_ABOUT THIS EXERCISE_:
Output every line below exactly, please, omitting pictures.

_RECORDS TO USE_:
-- -- --

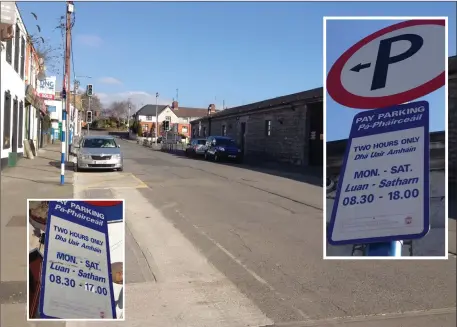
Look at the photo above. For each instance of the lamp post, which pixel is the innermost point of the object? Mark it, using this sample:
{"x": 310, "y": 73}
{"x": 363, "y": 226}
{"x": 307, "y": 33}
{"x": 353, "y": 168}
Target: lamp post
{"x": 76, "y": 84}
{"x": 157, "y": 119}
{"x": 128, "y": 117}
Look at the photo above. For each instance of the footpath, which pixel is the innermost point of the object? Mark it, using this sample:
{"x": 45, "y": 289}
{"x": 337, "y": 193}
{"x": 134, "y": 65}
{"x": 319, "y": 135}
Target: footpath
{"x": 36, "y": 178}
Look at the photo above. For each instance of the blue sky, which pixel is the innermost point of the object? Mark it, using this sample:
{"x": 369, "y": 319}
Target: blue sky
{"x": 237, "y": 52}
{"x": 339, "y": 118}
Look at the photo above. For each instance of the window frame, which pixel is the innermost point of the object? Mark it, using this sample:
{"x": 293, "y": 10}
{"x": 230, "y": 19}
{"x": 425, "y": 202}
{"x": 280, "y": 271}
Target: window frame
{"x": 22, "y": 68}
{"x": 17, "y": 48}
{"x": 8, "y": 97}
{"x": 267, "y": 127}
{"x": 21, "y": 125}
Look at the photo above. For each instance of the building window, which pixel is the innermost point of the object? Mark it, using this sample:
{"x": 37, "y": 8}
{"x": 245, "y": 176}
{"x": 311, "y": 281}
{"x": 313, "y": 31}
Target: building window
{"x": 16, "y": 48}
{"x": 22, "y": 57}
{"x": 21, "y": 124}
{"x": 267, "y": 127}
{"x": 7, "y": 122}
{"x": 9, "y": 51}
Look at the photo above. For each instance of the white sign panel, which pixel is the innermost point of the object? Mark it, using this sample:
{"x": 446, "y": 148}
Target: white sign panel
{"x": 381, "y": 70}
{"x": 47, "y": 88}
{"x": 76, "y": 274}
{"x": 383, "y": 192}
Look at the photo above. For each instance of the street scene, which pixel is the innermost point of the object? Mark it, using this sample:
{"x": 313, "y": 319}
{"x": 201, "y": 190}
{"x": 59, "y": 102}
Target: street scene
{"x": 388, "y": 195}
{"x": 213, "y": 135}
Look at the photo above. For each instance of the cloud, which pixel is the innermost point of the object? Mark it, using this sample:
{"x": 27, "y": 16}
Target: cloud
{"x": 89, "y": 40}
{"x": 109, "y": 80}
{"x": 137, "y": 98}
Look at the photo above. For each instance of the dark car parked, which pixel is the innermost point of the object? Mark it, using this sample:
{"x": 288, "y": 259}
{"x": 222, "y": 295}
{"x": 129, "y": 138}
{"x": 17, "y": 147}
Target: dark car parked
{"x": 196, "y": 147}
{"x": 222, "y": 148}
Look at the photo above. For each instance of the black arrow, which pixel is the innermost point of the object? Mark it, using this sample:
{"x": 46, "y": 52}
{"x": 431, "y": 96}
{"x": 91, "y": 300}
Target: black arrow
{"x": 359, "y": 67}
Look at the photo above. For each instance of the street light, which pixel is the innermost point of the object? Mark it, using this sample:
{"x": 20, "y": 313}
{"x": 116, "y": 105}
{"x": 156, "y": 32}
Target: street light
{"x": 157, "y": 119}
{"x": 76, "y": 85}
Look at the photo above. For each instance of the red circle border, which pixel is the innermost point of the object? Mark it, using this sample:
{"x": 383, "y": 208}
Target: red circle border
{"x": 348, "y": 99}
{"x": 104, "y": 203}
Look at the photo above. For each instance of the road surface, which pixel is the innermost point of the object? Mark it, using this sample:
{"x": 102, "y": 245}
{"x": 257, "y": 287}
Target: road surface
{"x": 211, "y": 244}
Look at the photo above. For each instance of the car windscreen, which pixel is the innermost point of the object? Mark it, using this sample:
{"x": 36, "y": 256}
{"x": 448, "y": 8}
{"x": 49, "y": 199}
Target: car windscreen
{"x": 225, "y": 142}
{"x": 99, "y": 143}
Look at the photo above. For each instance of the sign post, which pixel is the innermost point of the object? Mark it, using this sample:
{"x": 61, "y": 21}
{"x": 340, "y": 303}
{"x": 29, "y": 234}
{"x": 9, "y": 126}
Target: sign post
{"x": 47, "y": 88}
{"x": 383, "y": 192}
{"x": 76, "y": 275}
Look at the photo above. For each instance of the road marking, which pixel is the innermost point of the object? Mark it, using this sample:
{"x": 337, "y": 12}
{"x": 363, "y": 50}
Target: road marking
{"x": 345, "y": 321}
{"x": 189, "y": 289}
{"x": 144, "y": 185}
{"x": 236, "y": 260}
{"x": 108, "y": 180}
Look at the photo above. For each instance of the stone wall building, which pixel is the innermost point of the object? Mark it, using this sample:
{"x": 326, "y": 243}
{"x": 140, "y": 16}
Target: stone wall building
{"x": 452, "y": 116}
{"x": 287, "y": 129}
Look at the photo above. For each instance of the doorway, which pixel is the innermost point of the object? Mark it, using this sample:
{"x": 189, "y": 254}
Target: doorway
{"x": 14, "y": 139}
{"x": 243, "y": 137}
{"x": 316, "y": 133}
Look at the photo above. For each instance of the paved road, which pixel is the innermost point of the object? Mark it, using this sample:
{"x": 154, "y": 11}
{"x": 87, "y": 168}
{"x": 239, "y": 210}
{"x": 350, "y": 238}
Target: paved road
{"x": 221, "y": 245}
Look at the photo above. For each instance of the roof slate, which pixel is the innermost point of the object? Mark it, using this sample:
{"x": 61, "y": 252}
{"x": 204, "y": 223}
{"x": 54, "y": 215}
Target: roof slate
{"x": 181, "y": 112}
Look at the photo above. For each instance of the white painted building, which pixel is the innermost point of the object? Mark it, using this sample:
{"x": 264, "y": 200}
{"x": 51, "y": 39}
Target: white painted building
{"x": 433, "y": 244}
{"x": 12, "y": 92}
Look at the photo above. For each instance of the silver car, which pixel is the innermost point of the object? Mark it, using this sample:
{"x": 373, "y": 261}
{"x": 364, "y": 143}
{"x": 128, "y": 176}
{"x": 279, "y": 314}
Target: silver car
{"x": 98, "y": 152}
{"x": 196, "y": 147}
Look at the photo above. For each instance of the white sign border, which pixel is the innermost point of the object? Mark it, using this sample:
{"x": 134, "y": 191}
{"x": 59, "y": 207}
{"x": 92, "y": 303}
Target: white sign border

-- -- --

_SOLVED PROBLEM_:
Look at the photo above. For each instance of the lamp post, which pixel is the innermost point of the object? Mark it, using this sample:
{"x": 310, "y": 73}
{"x": 363, "y": 226}
{"x": 307, "y": 33}
{"x": 353, "y": 168}
Target: lamp post
{"x": 76, "y": 84}
{"x": 157, "y": 119}
{"x": 128, "y": 117}
Look at the photo above. For each instance of the footpath, which pixel is the innermost point of the object? Mark it, using this sample:
{"x": 45, "y": 289}
{"x": 337, "y": 193}
{"x": 134, "y": 65}
{"x": 319, "y": 135}
Target: footpath
{"x": 36, "y": 178}
Look at the photo above. For each instance of the blue sky, which pixel is the innermost point of the object? Mark it, using this sample:
{"x": 369, "y": 319}
Target: blue sky
{"x": 237, "y": 52}
{"x": 339, "y": 118}
Look at the photo above. For each instance of the window frame, which pixel is the innermost point of the object? Mark it, using this sample:
{"x": 293, "y": 10}
{"x": 230, "y": 19}
{"x": 425, "y": 202}
{"x": 280, "y": 271}
Target: window frame
{"x": 22, "y": 68}
{"x": 17, "y": 48}
{"x": 8, "y": 97}
{"x": 267, "y": 127}
{"x": 21, "y": 125}
Look at the photo above. For each instance of the building window, which pixel is the innermost point of the object? Mark it, using this sample:
{"x": 37, "y": 8}
{"x": 245, "y": 176}
{"x": 311, "y": 281}
{"x": 313, "y": 31}
Target: building window
{"x": 16, "y": 48}
{"x": 22, "y": 57}
{"x": 21, "y": 124}
{"x": 267, "y": 127}
{"x": 7, "y": 122}
{"x": 9, "y": 51}
Look at the photo above. For each instance of the white sign panel, which pixel is the innermost point of the object? Mark it, using this sample:
{"x": 446, "y": 148}
Target: white sign panel
{"x": 381, "y": 70}
{"x": 47, "y": 88}
{"x": 76, "y": 274}
{"x": 383, "y": 192}
Look at the photo above. For each instance of the street scene, which pixel is the innermost point of the object? Mark it, using this sample:
{"x": 313, "y": 319}
{"x": 201, "y": 190}
{"x": 59, "y": 102}
Target: street scene
{"x": 388, "y": 195}
{"x": 213, "y": 135}
Look at the photo above. For each instance of the cloud, which pixel is the innermost point of the object? Mark it, using this sample:
{"x": 27, "y": 16}
Target: cloud
{"x": 89, "y": 40}
{"x": 109, "y": 80}
{"x": 137, "y": 98}
Look at the photo above. For each instance of the dark car parked, which pixel is the innermost point of the object? Mark it, using this sample:
{"x": 288, "y": 259}
{"x": 222, "y": 295}
{"x": 129, "y": 138}
{"x": 17, "y": 147}
Target: dark car parked
{"x": 196, "y": 147}
{"x": 222, "y": 148}
Look at the photo above. For each instance of the black arrow, which pixel is the innermost point of the object? Mark it, using this sample:
{"x": 46, "y": 52}
{"x": 431, "y": 96}
{"x": 91, "y": 300}
Target: black arrow
{"x": 359, "y": 67}
Look at the photo above. For each instance of the street light, which pixel is the innermost point of the object? Mark it, using this sample:
{"x": 20, "y": 313}
{"x": 116, "y": 105}
{"x": 156, "y": 32}
Target: street light
{"x": 157, "y": 119}
{"x": 76, "y": 85}
Look at the photo above. For each instance of the red circle border, which pixel is the innermost point of the object? Mark it, using this sample:
{"x": 383, "y": 208}
Target: red circle border
{"x": 348, "y": 99}
{"x": 104, "y": 203}
Look at the photo above. For each instance of the road surface, which pixel is the innermost point of the object? Mark it, using this sample:
{"x": 102, "y": 245}
{"x": 257, "y": 287}
Target: road surface
{"x": 211, "y": 244}
Look at the photo above. For each instance of the car windscreen, which pixel is the innermost point of the object? Mark it, using this sample:
{"x": 36, "y": 256}
{"x": 448, "y": 8}
{"x": 49, "y": 199}
Target: car windscreen
{"x": 225, "y": 142}
{"x": 99, "y": 143}
Look at the photo above. For each instance of the sign post, which pixel is the innermost point of the object? Mark it, using this sample:
{"x": 61, "y": 21}
{"x": 340, "y": 303}
{"x": 29, "y": 234}
{"x": 9, "y": 126}
Target: sign post
{"x": 47, "y": 88}
{"x": 383, "y": 192}
{"x": 76, "y": 275}
Look at the photo above. For each instance of the road marking, which pixel is the innermost point of the object? Mark it, using this sample:
{"x": 337, "y": 12}
{"x": 363, "y": 50}
Target: road marking
{"x": 345, "y": 321}
{"x": 189, "y": 289}
{"x": 144, "y": 185}
{"x": 236, "y": 260}
{"x": 108, "y": 180}
Look at the photo above. For each instance of the stone wall building, which pixel is the innermost point of the object? Mark it, using this sample:
{"x": 326, "y": 243}
{"x": 140, "y": 16}
Target: stone wall building
{"x": 452, "y": 116}
{"x": 287, "y": 129}
Look at the photo above. For each instance of the doorway, which pixel is the innermost point of the object? Mark it, using this sample:
{"x": 189, "y": 254}
Target: doorway
{"x": 14, "y": 139}
{"x": 243, "y": 137}
{"x": 316, "y": 133}
Look at the photo above. For each instance of the paved road, which pixel is the innermost point of the object? Mark it, using this sample:
{"x": 154, "y": 11}
{"x": 87, "y": 168}
{"x": 239, "y": 210}
{"x": 350, "y": 238}
Target: paved road
{"x": 221, "y": 245}
Look at the photo above. For each instance of the roof slate, which pixel is the innermost point of the object? Mark it, using this sample:
{"x": 61, "y": 252}
{"x": 204, "y": 223}
{"x": 54, "y": 215}
Target: roof slate
{"x": 181, "y": 112}
Look at the photo above. For each instance of the white painted building, which pixel is the innermost point of the object? Mark it, using this sample:
{"x": 264, "y": 200}
{"x": 51, "y": 39}
Target: white painted building
{"x": 433, "y": 244}
{"x": 12, "y": 92}
Look at the photo above. For each instance of the silver car, which pixel is the innermost point of the object? Mark it, using this sample:
{"x": 373, "y": 261}
{"x": 364, "y": 143}
{"x": 128, "y": 176}
{"x": 279, "y": 314}
Target: silver car
{"x": 98, "y": 152}
{"x": 196, "y": 147}
Look at the photo above. For each instance of the white sign border, which pixel is the innermost point of the object? Mark it, using this sample:
{"x": 134, "y": 191}
{"x": 59, "y": 207}
{"x": 92, "y": 303}
Target: white sign border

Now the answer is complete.